Data for the task:
□ □ □ □
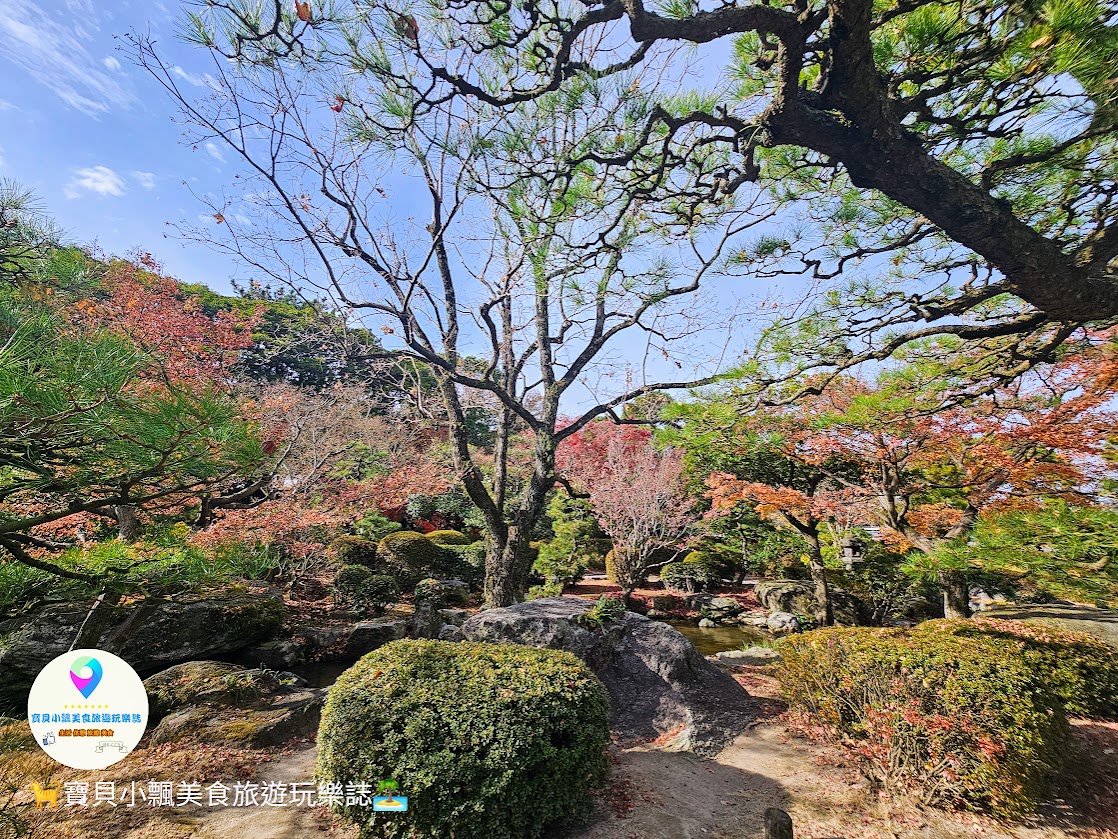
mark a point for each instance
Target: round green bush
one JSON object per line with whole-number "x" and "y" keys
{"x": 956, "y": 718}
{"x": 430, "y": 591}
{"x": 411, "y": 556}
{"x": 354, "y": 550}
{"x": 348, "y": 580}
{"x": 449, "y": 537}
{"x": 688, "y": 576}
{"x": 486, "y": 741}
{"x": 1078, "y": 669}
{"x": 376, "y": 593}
□ □ □ □
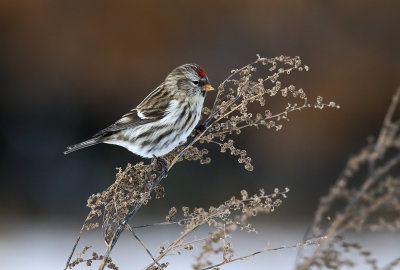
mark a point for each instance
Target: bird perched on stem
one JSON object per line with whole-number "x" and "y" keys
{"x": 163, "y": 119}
□ □ □ □
What to work on: How many lines in the rows above contain the string "Target", counting only exact-case matches? Reply with the number alone.

Exercise solution: 2